Extracted data:

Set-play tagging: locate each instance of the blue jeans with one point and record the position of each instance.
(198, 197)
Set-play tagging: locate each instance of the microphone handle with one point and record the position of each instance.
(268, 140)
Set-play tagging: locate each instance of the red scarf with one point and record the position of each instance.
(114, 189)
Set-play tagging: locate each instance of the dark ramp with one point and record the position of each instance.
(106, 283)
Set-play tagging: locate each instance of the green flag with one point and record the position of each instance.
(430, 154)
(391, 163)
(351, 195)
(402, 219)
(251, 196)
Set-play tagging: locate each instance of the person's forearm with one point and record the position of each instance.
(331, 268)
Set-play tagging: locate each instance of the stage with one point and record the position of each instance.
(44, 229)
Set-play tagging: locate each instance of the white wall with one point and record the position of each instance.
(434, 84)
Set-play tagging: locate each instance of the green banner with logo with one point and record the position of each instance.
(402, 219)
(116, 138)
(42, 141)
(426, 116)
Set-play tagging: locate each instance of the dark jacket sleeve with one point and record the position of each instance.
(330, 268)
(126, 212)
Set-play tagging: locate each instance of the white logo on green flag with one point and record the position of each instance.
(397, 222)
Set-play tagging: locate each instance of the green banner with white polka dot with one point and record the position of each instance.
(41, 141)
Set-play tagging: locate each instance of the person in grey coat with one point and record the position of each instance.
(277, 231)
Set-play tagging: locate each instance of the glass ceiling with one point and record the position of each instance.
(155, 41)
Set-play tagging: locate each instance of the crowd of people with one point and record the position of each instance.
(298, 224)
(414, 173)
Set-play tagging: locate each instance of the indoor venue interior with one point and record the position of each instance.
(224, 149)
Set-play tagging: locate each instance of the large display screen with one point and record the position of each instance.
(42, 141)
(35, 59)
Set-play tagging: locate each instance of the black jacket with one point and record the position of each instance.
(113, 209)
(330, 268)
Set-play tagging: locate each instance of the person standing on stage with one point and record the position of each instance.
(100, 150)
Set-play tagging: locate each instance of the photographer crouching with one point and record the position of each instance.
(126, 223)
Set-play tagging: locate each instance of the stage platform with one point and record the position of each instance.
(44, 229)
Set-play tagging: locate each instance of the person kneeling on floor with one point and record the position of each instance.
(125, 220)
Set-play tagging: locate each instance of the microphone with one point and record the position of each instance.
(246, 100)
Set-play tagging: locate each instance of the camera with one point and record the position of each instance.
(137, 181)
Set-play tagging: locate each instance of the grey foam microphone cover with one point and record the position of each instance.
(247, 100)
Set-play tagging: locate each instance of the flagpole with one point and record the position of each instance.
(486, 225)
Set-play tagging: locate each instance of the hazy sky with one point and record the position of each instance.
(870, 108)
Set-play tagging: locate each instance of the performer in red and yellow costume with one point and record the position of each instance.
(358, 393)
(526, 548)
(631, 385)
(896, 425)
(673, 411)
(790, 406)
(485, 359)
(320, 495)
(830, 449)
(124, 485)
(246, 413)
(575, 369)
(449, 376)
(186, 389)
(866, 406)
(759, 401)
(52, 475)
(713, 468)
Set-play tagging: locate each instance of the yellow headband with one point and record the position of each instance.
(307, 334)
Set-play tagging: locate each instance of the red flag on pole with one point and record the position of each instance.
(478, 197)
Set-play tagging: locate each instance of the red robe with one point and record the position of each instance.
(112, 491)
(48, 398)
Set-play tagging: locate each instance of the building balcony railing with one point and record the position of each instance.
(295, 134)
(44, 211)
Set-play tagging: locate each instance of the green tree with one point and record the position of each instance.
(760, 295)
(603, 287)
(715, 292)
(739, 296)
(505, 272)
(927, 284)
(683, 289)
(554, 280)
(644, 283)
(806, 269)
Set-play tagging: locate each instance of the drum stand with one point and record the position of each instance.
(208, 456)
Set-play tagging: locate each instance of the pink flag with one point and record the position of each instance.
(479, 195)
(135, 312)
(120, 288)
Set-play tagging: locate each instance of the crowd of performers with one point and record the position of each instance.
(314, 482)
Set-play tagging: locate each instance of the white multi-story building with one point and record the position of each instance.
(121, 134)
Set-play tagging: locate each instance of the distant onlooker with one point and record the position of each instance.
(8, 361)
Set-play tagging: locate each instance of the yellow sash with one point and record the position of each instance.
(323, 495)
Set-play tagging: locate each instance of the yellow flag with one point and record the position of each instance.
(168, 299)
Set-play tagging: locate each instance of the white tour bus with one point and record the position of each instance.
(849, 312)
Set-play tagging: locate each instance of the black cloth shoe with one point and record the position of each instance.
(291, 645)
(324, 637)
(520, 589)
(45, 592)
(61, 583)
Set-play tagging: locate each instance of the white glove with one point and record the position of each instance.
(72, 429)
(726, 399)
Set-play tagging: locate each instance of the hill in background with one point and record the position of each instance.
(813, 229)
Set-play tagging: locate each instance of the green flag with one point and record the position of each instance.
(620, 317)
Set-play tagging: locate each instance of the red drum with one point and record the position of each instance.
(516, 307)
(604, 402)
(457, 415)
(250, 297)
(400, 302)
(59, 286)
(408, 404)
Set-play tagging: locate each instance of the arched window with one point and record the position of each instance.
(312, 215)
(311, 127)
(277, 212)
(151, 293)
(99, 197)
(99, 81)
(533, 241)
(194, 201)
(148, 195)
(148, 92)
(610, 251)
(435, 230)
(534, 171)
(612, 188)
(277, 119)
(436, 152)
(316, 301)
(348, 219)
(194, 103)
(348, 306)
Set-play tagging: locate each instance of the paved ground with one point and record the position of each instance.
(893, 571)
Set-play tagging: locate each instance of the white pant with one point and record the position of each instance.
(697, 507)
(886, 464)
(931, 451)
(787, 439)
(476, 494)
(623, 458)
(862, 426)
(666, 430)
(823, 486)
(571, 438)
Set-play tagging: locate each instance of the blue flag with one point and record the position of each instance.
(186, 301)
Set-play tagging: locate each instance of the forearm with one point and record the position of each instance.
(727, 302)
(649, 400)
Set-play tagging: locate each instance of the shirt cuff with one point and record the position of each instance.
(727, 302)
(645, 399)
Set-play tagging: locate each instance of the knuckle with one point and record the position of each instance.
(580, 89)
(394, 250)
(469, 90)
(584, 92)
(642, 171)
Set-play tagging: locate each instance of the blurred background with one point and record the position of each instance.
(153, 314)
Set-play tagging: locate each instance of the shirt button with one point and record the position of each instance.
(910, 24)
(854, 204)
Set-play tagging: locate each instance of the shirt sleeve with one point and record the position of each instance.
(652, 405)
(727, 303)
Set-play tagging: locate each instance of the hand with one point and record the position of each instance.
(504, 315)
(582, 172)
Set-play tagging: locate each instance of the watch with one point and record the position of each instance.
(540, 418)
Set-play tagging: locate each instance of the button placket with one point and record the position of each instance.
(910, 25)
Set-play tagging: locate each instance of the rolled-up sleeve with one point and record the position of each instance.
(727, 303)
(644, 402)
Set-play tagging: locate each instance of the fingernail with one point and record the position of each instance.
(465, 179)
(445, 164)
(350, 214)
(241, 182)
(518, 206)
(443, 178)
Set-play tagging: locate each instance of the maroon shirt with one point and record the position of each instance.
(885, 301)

The request: Render all the data above as a numbered list, leaving out any blank lines.

Correct result:
1. Set-play tagging: locate each instance of the blue jeans with one point and record the position of each instance.
2. (198, 197)
3. Set-play tagging: locate each instance of the microphone handle with one point and record the position of each instance.
4. (268, 140)
5. Set-play tagging: locate each instance of the red scarf with one point and record the position of each instance.
6. (114, 189)
7. Set-play tagging: locate each instance of the dark ramp with one point and record the position of each instance.
8. (106, 283)
9. Set-play tagging: locate each instance of the green flag with one point and record the position of each instance.
10. (430, 154)
11. (391, 163)
12. (351, 195)
13. (402, 219)
14. (251, 196)
15. Set-play tagging: locate each instance of the person's forearm with one point and record the position of each instance.
16. (331, 268)
17. Set-play tagging: locate each instance of the stage with one point and record the position of each instance.
18. (44, 229)
19. Set-play tagging: locate each instance of the white wall with one point and record the position of each instance.
20. (434, 84)
21. Set-play tagging: locate each instance of the green banner with logo with one point and record the position of each instance.
22. (402, 219)
23. (116, 138)
24. (42, 141)
25. (426, 116)
26. Set-play tagging: locate each instance of the dark jacket sleeve with one point and record the position of each instance.
27. (330, 268)
28. (126, 212)
29. Set-play tagging: locate each instance of the white logo on green flag with one point and record the position of each instance.
30. (397, 222)
31. Set-play tagging: locate each instance of the green banner with white polka dot with one point and record the position of each instance.
32. (41, 141)
33. Set-play tagging: locate each instance of the person in grey coat with one point and record the position of each instance.
34. (277, 231)
35. Set-play tagging: locate each instance of the glass ceiling with one point and record the position of each instance.
36. (155, 41)
37. Set-play tagging: locate each instance of the crowd of people with one point and record the position of each instance.
38. (298, 224)
39. (414, 173)
40. Set-play tagging: locate each instance of the indoor venue interior with one point and record the position of each instance.
41. (224, 149)
42. Set-play tagging: locate each instance of the large display screen with one point and record the position of each instance.
43. (42, 141)
44. (35, 59)
45. Set-play tagging: locate each instance of the black jacket with one point and record the position of each instance.
46. (113, 209)
47. (330, 268)
48. Set-play tagging: locate each instance of the person standing on stage with one point and record the position of each instance.
49. (100, 150)
50. Set-play tagging: locate each instance of the photographer crouching with one point and record the position of each instance.
51. (126, 223)
52. Set-play tagging: locate each instance of the stage platform with one point and record the position of each instance.
53. (44, 229)
54. Set-play tagging: locate each instance of the person kneeling on floor with one point and record the position of each instance.
55. (125, 220)
56. Set-play tagging: locate each instance of the microphone with one point and record the position of each instance.
57. (246, 100)
58. Set-play tagging: locate each instance of the camera with one point and record the position of each instance.
59. (137, 181)
60. Set-play tagging: locate each instance of the grey foam microphone cover with one point and record the position of each instance.
61. (247, 100)
62. Set-play tagging: locate each instance of the flagpole with one point and record the position of each instance.
63. (486, 225)
64. Set-play tagging: locate each instance of the hazy sky with one point and record the position of each instance.
65. (870, 108)
66. Set-play tagging: locate each instance of the performer in red and yellow costume with one point and record the position of each instance.
67. (358, 393)
68. (526, 548)
69. (631, 385)
70. (896, 425)
71. (673, 411)
72. (790, 406)
73. (485, 359)
74. (320, 495)
75. (830, 449)
76. (124, 485)
77. (246, 413)
78. (575, 369)
79. (449, 376)
80. (186, 389)
81. (866, 406)
82. (759, 401)
83. (52, 475)
84. (713, 468)
85. Set-play tagging: locate each instance of the yellow headband with one point and record the position of each instance.
86. (307, 334)
87. Set-play tagging: locate each instance of the red flag on pole with one point and record the position of each instance.
88. (478, 197)
89. Set-play tagging: locate each instance of the red robe with one point and record the position of each instance.
90. (112, 491)
91. (48, 398)
92. Set-play tagging: locate each instance of the building balcony railing with one point and record the position of each instance.
93. (295, 134)
94. (44, 211)
95. Set-play tagging: locate each instance of the green tree with one point and record the position of each instance.
96. (760, 295)
97. (603, 287)
98. (715, 292)
99. (739, 296)
100. (505, 272)
101. (927, 284)
102. (683, 289)
103. (554, 280)
104. (644, 283)
105. (806, 269)
106. Set-play tagging: locate each instance of the drum stand with one point and record the position of each instance.
107. (208, 456)
108. Set-play tagging: locate each instance of the pink flag with one point and record the position of each instance.
109. (479, 195)
110. (135, 312)
111. (120, 288)
112. Set-play tagging: locate each instance of the crowd of performers with one point and record the position of each instance.
113. (314, 482)
114. Set-play tagging: locate each instance of the white multi-story building with one point and record the position of each instance.
115. (121, 134)
116. Set-play tagging: locate each instance of the distant onlooker with one point and record the position of each instance.
117. (8, 361)
118. Set-play tagging: locate each instance of the yellow sash with one point and record the position of each instance.
119. (323, 495)
120. Set-play tagging: locate each instance of the yellow flag with one point and record the position of each instance.
121. (168, 299)
122. Set-play tagging: locate each instance of the white tour bus with one point and record the position of each instance.
123. (849, 312)
124. Set-play tagging: locate each instance of the black cloth shoe with one point and record the position of each instance.
125. (291, 645)
126. (324, 637)
127. (520, 589)
128. (45, 592)
129. (61, 583)
130. Set-play tagging: locate each instance of the white glove with one point and record the position of each instance.
131. (72, 429)
132. (726, 399)
133. Set-play tagging: locate each instance of the hill in background with one point and record the position of each instance.
134. (813, 229)
135. Set-play tagging: locate each instance of the green flag with one point and record the position of each instance.
136. (620, 317)
137. Set-play tagging: locate each instance of the red drum with one point and record the position of each instance.
138. (516, 307)
139. (604, 402)
140. (457, 415)
141. (250, 297)
142. (400, 302)
143. (59, 286)
144. (408, 404)
145. Set-play tagging: locate each instance of the arched window with one point and record the position of each instance.
146. (312, 215)
147. (311, 127)
148. (277, 212)
149. (151, 293)
150. (99, 197)
151. (99, 81)
152. (533, 241)
153. (194, 201)
154. (148, 195)
155. (148, 92)
156. (610, 251)
157. (435, 230)
158. (534, 171)
159. (612, 188)
160. (277, 119)
161. (436, 152)
162. (316, 301)
163. (348, 219)
164. (194, 103)
165. (348, 306)
166. Set-play tagging: locate each instance of the paved ground with one point and record the position of each instance.
167. (893, 571)
168. Set-play tagging: locate each instance of the white pant with one point and record the position of each instance.
169. (697, 507)
170. (886, 464)
171. (931, 451)
172. (787, 439)
173. (476, 494)
174. (623, 458)
175. (862, 426)
176. (666, 430)
177. (823, 486)
178. (571, 438)
179. Set-play tagging: locate each instance of the blue flag with one point and record the position of each instance.
180. (186, 301)
181. Set-play tagging: locate each instance of the forearm with one point and record the position of each instance.
182. (727, 302)
183. (649, 400)
184. Set-play tagging: locate each instance of the shirt cuff with one point and record the position of each instance.
185. (727, 302)
186. (645, 399)
187. Set-play tagging: locate each instance of the knuckle with one point and record the position of each instance.
188. (580, 89)
189. (394, 250)
190. (469, 90)
191. (584, 92)
192. (642, 171)
193. Set-play tagging: locate each instance of the blurred background with one point and record the position of each instance.
194. (153, 314)
195. Set-play tagging: locate each instance of the shirt button with one point and record the position of each instance.
196. (910, 24)
197. (854, 204)
198. Set-play tagging: locate each instance of the shirt sleeve with one point and record the position of each instance.
199. (652, 405)
200. (727, 303)
201. Set-play tagging: locate each instance of the hand with one point and record the position of each instance.
202. (504, 315)
203. (582, 172)
204. Set-play tagging: locate each instance of the watch with one point and record the position of each instance.
205. (540, 418)
206. Set-play tagging: locate each instance of the button placket with one point and record the position of each instance.
207. (910, 25)
208. Set-play tagging: locate each instance of the rolled-up sleeve with one point and record the position of each instance.
209. (727, 303)
210. (644, 402)
211. Set-play tagging: locate each instance of the fingernail with one point and record the position of each instance.
212. (465, 179)
213. (445, 164)
214. (350, 214)
215. (241, 182)
216. (518, 206)
217. (443, 178)
218. Set-play tagging: locate each instance of the maroon shirt with one point and record the position of each instance.
219. (885, 301)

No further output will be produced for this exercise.